[Text shown Boundary: Start]
A gas sample flow line 110 receives an input gas from a sample source and directs the gas to an inlet 130 of the detector 105 in a manner as described herein. A carrier gas (e.g., ultra-high purity helium or nitrogen) can be utilized to transport the sample within the system. The sample source can be a processing room (e.g., clean room) of a semiconductor manufacturing or fabrication facility that manufactures or processes one or more semiconductor components. In such facilities, hydrogen fluoride (HF) can be used (e.g., as an etchant) and can be present within the room. The gas sample flow line 110 can selectively acquire a gas sample from the room and deliver the sample to the system 100.
Disposed within the gas sample flow line 110 is a diverter comprising a tee member 115 and a 3-way valve 125. The diverter is provided to selectively divert flow of the gas sample from the sample source to the detector inlet 130 so as to either bypass a filter or scrubber or facilitate passage through the scrubber as described herein. The tee member 115 (e.g., a PFA plastic tee fitting) splits the sample from flow line 110 into two flowing sample streams that flow through sample lines 116, 122. A first stream flowing within a first sample flow line 116 proceeds from the tee member 115 directly to the detector inlet 130, while a second stream from a second sample flow line 122 is first directed from the tee member 115 through a scrubber or filter 120 prior to being directed to the detector inlet so as to provide a filtered sample to the detector for analysis. A 3-way valve 125 is provided in-line with and at the outlets for each of the first sample flow line 116 and the second sample flow line 122. The valve 125 can be controlled (e.g., automatically controlled via a controller/processor of the detector 105 as described herein) so as to selectively provide either a first, unfiltered sample stream from the first sample flow line 116 or the second, filtered sample stream from the second sample flow line 122 to the detector inlet 130.
[Text shown Boundary: End]
[Data for analysis Boundary: Start]
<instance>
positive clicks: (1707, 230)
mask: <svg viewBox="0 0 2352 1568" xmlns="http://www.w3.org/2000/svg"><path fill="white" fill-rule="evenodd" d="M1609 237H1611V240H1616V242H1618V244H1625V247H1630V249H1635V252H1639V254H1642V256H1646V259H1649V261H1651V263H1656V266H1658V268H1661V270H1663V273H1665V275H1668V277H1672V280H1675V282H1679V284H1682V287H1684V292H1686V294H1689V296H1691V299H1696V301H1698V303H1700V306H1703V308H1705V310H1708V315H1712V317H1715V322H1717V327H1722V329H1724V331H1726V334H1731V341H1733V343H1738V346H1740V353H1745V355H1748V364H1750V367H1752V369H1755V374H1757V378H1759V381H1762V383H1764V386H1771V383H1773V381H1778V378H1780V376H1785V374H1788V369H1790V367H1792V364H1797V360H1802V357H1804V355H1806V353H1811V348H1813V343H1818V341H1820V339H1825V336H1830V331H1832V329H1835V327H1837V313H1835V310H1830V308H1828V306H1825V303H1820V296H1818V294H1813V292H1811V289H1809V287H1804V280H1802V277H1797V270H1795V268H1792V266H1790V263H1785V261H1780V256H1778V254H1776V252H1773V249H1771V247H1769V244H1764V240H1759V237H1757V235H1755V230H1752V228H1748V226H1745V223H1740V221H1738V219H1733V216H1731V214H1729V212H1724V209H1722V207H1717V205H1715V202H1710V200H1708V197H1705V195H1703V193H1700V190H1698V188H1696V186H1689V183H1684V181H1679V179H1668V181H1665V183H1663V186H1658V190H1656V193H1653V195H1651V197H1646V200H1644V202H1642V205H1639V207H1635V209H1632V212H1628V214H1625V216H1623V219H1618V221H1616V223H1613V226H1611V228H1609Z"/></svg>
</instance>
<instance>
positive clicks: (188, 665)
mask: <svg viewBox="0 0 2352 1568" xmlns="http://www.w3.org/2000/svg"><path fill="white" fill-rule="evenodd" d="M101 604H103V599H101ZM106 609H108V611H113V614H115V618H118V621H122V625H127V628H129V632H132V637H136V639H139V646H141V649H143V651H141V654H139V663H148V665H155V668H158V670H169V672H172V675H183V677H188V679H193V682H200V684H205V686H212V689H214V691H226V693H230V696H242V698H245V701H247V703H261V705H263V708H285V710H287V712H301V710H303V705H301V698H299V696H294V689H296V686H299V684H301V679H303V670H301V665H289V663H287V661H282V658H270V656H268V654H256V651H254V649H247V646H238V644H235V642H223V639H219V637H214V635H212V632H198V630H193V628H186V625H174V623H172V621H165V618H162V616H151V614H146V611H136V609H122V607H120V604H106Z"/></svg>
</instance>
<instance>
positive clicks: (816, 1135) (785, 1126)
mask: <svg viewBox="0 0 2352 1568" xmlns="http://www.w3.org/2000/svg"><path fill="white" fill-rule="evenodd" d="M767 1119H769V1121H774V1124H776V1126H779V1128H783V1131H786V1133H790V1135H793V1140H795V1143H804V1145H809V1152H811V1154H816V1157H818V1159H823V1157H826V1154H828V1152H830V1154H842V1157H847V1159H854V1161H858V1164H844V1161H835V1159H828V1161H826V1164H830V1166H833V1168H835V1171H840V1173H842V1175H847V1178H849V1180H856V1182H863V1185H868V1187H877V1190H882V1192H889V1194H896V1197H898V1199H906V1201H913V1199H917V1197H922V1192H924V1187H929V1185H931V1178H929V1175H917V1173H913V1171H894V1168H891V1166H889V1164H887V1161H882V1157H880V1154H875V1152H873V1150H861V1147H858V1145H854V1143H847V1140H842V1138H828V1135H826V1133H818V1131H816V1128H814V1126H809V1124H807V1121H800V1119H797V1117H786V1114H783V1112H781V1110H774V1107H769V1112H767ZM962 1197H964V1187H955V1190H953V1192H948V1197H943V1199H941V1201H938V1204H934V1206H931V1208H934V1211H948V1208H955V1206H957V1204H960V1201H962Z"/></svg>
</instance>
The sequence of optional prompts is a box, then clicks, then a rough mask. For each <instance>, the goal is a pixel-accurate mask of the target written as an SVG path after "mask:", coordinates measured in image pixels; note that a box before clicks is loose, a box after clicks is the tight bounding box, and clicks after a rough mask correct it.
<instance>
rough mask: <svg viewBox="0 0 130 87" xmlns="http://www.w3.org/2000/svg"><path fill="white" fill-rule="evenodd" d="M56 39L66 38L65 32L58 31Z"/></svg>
[Data for analysis Boundary: End]
• Task objective
Answer these from the gas sample system description:
(a) Which carrier gases does it give as examples?
(b) What example is given for the tee member 115?
(c) Which sample flow line sends its stream through the scrubber or filter 120 before the detector inlet?

• Task response
(a) Ultra-high purity helium or nitrogen.
(b) A PFA plastic tee fitting.
(c) The second sample flow line 122.